> _Problemas y tareas_:
1 - Traduce al inglés esta oración del texto sobre la conquista del oeste y el cine: "Indudablemente, la conquista del oeste es una parte importante de la construcción de un Estado tan complejo como el norteamericano, pero resulta llamativo que, a lomos del cine, dicho proceso se impusiera con tanta claridad a otros igualmente decisivos en su configuración."
2 - Copia sin cambios el pasaje del texto sobre la conquista del oeste y el cine que se abre con las palabras que contienen "Indudablemente, la conquista" y se cierra con "con el presente.".
3 - Escribe la continuación del texto sobre la conquista del oeste y el cine a partir del punto en que se detiene.

> _Texto propuesto_:
Indudablemente, la conquista del oeste es una parte importante de la construcción de un Estado tan complejo como el norteamericano, pero resulta llamativo que, a lomos del cine, dicho proceso se impusiera con tanta claridad a otros igualmente decisivos en su configuración. Bien es cierto que, frente a una lucha fratricida como la de la Guerra de Secesión o incluso frente a la propia Guerra de Independencia (no digamos ya frente a la conquista de los derechos de las minorías étnicas), la domesticación del territorio propio ofrece un amplio catálogo de iconos que resulta muy sencillo conectar con el presente.

> _Extracto de datos_:
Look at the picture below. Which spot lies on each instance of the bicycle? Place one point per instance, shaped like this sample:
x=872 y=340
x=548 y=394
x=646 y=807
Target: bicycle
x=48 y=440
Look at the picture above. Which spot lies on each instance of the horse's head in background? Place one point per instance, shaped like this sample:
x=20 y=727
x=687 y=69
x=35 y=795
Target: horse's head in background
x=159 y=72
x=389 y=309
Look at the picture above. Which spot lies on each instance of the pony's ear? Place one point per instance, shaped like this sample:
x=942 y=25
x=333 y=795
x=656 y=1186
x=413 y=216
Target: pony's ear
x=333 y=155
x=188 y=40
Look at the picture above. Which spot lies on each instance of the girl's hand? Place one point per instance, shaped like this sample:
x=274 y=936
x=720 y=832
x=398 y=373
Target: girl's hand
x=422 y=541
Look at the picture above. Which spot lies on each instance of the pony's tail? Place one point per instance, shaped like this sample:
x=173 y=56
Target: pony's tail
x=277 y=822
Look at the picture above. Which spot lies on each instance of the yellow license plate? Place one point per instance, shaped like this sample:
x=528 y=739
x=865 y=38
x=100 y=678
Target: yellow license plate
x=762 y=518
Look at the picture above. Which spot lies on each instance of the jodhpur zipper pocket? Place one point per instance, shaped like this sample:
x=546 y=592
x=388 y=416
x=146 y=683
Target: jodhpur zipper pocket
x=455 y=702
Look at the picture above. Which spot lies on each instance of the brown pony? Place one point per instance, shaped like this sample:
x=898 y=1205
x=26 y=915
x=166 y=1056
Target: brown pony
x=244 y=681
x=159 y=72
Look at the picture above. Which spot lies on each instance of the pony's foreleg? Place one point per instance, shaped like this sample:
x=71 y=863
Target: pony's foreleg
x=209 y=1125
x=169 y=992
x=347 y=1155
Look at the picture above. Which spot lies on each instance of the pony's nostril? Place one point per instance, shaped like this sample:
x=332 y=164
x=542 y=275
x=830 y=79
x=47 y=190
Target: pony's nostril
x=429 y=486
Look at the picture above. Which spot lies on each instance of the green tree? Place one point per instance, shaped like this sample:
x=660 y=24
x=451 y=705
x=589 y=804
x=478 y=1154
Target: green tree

> _Respuestas por tarea_:
1 - Undoubtedly, the conquest of the West is an important part of the building of a state as complex as the American one, but it is striking that, carried on the back of cinema, this process prevailed so clearly over others that were equally decisive in shaping it.

2 -
Indudablemente, la conquista del oeste es una parte importante de la construcción de un Estado tan complejo como el norteamericano, pero resulta llamativo que, a lomos del cine, dicho proceso se impusiera con tanta claridad a otros igualmente decisivos en su configuración. Bien es cierto que, frente a una lucha fratricida como la de la Guerra de Secesión o incluso frente a la propia Guerra de Independencia (no digamos ya frente a la conquista de los derechos de las minorías étnicas), la domesticación del territorio propio ofrece un amplio catálogo de iconos que resulta muy sencillo conectar con el presente.

3 -
Varones blancos, maduros, con un profundo sentido de la justicia, pero al mismo tiempo audaces e impulsivos, representan el ansia de libertad y el avance de la civilización en la lucha por la conquista del oeste americano. Las adversidades ya las conocemos: desde la propia naturaleza, hasta las tribus indias que se resisten a abandonar sus tierras, pasando por la violencia generalizada de la frontera. A pesar de las múltiples variaciones que existen, en el relato imperante la lucha del estadounidense contra todos estos elementos queda legitimada y conforma una de las bases más sólidas de la mitología norteamericana. No hubo tanto espacio en la cartelera (y muchísimo menos aún en la memoria de los espectadores), para cuestiones como el genocidio del pueblo indio o la masiva destrucción de ecosistemas: la desaparición de los búfalos, queda eclipsada por la construcción de las vías del tren, ese prodigio de potencia y velocidad que transportó la civilización hasta la costa oeste; la firme voluntad del gobierno de Washington por favorecer el proceso de conquista, por la iniciativa personal de los pioneros. Lo prosaico queda enterrado bajo el poderoso arquetipo del vaquero y la búsqueda de su lugar en la posteridad.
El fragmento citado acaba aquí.